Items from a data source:
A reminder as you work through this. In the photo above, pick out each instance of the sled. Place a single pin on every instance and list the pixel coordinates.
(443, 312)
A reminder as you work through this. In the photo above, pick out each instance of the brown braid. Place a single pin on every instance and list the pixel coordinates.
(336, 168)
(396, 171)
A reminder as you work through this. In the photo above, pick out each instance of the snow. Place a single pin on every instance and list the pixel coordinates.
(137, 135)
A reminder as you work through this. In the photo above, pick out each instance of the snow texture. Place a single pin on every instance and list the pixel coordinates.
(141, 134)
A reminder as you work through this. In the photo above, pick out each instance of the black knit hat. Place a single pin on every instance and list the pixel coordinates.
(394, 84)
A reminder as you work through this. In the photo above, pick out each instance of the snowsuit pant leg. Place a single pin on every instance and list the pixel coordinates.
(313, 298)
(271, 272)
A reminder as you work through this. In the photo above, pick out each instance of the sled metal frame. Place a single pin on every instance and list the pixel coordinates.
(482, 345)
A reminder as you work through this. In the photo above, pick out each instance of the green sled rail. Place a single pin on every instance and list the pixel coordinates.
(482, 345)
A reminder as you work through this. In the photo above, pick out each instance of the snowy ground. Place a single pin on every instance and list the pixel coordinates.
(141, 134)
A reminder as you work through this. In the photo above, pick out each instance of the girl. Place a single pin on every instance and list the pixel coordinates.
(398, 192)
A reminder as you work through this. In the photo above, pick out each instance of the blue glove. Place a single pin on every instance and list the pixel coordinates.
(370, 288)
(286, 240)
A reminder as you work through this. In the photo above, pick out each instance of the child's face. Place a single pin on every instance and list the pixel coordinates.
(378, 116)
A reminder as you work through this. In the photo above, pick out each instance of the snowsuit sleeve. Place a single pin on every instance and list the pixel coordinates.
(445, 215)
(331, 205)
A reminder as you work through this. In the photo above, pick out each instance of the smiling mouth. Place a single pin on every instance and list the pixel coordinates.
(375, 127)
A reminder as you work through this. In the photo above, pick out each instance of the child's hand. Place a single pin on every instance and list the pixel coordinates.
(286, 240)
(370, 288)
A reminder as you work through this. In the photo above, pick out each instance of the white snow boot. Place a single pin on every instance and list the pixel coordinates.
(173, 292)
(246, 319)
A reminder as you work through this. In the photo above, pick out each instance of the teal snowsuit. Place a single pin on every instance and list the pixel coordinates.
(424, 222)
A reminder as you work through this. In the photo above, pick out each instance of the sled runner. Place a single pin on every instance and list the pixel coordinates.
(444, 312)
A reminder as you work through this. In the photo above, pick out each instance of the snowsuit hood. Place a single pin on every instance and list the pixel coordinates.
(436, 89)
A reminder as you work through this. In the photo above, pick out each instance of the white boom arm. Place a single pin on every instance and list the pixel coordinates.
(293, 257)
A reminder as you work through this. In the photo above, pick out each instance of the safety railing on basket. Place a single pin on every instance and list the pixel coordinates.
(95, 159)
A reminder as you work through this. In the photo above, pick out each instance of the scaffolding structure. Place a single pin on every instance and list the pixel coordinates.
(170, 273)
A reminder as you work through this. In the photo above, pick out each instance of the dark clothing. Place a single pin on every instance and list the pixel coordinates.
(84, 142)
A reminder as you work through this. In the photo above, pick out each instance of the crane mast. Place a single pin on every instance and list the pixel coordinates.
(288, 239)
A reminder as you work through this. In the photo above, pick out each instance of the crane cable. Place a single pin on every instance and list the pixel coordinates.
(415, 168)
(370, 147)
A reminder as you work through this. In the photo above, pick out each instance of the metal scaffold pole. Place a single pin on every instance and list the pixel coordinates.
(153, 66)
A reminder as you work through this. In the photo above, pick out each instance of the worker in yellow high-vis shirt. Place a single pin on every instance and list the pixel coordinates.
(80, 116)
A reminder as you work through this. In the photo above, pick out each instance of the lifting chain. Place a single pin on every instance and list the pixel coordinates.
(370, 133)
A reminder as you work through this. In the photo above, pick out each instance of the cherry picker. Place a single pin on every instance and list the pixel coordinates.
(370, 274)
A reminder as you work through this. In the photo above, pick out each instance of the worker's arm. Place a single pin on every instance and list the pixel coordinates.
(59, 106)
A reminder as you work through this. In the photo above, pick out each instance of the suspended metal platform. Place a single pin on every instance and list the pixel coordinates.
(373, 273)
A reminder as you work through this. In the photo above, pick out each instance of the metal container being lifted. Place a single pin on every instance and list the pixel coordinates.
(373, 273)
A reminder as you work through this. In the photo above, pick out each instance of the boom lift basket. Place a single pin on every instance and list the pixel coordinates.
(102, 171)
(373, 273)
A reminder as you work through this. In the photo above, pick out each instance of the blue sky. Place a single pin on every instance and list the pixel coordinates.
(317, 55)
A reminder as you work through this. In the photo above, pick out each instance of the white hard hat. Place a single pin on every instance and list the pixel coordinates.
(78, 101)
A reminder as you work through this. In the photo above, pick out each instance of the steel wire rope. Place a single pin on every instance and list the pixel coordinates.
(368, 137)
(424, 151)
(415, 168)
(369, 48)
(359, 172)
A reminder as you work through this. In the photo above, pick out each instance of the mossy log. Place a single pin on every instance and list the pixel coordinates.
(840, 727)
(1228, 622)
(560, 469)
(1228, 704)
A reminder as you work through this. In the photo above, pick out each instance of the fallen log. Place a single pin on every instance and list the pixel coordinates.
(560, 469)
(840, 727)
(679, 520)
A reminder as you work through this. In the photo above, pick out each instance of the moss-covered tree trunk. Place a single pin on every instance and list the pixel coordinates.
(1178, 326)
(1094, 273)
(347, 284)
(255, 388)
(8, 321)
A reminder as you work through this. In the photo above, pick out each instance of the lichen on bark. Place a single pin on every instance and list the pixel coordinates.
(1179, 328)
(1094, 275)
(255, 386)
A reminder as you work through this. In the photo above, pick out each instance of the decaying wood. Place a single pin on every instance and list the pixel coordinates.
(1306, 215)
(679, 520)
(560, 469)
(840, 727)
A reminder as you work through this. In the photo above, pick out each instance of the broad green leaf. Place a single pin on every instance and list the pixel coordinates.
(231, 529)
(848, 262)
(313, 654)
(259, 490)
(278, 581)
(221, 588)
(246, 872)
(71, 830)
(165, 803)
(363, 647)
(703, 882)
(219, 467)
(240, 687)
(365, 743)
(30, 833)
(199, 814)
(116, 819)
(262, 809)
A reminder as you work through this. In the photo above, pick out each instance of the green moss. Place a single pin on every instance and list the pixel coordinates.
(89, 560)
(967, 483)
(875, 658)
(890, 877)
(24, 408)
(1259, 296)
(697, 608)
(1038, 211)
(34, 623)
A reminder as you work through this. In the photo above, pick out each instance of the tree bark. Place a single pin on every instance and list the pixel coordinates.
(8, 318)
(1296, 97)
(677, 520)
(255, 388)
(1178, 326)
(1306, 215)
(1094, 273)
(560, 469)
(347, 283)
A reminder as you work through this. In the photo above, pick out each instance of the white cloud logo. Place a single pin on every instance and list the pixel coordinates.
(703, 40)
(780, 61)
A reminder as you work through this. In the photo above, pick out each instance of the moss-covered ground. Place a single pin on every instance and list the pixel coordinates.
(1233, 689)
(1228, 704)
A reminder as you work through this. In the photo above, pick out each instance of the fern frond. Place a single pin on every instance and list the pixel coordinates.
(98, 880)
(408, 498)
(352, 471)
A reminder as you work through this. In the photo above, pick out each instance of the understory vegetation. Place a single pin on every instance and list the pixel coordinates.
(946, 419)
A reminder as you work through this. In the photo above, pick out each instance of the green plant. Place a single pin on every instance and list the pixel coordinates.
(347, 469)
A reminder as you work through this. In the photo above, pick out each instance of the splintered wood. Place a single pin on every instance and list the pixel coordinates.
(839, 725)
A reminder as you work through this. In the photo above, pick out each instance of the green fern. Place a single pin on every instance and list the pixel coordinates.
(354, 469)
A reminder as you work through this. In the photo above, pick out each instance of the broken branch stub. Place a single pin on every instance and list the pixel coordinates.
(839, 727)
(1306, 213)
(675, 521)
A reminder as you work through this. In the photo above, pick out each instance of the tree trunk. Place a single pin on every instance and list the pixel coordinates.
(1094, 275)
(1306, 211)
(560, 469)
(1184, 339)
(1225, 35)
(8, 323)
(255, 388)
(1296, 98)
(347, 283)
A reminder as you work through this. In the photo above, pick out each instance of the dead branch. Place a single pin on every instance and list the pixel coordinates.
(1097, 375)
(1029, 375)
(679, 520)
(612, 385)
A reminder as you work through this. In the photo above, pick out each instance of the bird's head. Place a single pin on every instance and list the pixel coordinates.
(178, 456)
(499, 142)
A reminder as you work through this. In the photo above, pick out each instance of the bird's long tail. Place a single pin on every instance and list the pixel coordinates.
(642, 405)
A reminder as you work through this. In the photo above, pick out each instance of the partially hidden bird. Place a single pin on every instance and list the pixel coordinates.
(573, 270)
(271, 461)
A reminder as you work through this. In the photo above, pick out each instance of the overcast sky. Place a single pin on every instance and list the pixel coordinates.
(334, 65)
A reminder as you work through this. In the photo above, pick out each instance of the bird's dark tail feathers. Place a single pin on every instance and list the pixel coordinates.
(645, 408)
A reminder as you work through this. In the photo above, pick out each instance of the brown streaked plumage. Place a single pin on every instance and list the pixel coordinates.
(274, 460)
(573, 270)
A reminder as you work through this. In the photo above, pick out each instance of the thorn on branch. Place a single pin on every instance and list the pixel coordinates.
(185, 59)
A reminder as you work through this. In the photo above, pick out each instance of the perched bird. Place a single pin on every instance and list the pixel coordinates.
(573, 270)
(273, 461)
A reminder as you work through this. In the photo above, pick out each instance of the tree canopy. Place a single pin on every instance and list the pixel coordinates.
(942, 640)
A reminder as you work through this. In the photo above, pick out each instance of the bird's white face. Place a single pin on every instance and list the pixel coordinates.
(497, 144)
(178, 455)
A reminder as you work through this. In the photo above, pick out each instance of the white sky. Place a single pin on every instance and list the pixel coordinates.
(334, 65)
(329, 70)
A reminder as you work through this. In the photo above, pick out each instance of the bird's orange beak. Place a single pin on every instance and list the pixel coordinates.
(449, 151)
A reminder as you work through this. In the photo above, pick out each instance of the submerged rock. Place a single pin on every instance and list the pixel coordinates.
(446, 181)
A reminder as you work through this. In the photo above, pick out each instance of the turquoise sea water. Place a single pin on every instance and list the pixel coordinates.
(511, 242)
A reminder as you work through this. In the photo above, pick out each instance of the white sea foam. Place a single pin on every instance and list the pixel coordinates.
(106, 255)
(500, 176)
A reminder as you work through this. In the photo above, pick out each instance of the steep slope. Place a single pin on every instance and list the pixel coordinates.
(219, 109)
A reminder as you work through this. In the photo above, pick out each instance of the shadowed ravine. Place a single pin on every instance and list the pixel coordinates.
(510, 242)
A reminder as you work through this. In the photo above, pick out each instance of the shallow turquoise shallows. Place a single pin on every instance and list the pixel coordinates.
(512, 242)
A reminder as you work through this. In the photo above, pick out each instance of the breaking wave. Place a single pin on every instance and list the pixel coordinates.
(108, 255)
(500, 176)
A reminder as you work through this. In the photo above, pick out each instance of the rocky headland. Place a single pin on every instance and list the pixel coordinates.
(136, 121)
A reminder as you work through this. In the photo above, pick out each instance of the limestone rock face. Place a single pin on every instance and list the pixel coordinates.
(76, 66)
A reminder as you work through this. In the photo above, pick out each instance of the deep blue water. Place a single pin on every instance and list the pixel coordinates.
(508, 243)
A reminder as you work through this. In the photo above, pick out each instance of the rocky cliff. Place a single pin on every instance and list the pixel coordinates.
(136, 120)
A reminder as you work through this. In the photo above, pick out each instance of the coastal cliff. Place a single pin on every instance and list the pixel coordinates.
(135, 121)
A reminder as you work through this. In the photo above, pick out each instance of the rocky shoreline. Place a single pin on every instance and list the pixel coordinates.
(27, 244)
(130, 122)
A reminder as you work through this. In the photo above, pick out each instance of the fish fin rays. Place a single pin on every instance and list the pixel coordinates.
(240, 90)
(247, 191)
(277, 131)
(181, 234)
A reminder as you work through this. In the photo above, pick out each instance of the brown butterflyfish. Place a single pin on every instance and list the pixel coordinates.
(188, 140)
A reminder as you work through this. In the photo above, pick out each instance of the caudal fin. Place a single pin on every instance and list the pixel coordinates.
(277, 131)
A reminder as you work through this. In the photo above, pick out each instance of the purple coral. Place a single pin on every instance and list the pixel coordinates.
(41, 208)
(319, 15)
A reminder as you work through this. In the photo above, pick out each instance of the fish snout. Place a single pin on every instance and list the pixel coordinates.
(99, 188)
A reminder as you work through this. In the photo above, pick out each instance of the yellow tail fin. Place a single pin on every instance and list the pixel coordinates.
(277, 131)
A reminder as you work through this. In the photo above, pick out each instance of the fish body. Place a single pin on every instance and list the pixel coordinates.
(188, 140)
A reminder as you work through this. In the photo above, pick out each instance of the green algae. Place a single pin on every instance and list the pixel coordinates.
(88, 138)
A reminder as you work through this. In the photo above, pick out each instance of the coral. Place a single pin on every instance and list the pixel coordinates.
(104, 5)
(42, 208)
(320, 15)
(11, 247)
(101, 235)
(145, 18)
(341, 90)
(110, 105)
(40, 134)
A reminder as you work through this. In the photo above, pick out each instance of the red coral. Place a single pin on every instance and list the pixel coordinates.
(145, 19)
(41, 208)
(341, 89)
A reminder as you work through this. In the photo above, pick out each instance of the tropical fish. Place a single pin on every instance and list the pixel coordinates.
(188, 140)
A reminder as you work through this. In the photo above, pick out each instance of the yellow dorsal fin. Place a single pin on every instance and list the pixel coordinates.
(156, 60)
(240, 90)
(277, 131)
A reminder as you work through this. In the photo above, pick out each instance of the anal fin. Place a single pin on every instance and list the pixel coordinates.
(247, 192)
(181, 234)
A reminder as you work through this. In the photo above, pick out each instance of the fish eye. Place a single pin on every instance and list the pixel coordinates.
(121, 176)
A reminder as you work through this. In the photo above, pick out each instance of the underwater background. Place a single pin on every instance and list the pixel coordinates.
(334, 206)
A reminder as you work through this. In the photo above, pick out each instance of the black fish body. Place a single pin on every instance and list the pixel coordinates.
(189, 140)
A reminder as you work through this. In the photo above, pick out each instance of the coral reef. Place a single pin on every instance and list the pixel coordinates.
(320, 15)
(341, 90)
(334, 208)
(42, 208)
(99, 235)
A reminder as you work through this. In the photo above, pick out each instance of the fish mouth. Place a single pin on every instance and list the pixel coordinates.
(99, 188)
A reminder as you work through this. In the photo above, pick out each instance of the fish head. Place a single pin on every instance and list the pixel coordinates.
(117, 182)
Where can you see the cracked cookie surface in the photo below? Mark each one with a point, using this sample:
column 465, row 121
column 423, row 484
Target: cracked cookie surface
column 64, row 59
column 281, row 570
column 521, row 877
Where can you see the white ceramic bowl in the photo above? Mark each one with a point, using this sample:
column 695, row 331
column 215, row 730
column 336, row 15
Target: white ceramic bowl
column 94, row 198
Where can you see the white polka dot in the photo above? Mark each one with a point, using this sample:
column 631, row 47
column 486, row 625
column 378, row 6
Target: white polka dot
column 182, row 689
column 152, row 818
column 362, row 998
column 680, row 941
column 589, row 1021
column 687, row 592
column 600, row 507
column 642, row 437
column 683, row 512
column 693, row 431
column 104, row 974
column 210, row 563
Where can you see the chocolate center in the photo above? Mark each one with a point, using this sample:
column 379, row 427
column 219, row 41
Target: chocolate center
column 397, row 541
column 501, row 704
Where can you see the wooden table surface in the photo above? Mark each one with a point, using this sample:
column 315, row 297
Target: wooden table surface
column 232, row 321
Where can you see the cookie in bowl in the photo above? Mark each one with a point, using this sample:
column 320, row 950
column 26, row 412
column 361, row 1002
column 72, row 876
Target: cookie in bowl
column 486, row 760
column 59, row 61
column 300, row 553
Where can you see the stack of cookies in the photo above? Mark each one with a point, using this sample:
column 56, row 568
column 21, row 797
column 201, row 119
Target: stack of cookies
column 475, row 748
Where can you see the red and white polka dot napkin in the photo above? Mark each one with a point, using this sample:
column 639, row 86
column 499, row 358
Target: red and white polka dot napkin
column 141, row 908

Task goal - All lines above that contain "point" are required in the answer.

Response below -
Where can you see the cracked cookie surface in the photo below? Mark each one with a point, using this sample:
Where can you see the white ceramic bowl in the photo above? Mark each one with a point, using this sample:
Where can you see the white polka dot in the photo above? Mark each one with a point, using this sample:
Where can you see the chocolate center in the photo above? Mark each one with a point, using this sample:
Where can you see the wooden table surface in the photo above? Mark each one with a point, using this sample:
Where can you see the cookie in bowl in the photo above? Mark each one with a point, using this sample:
Where can you see the stack of cookies in the photo above? Mark each one with a point, using this sample:
Where can you see the red and white polka dot napkin in the photo above? Mark each one with a point, using this sample:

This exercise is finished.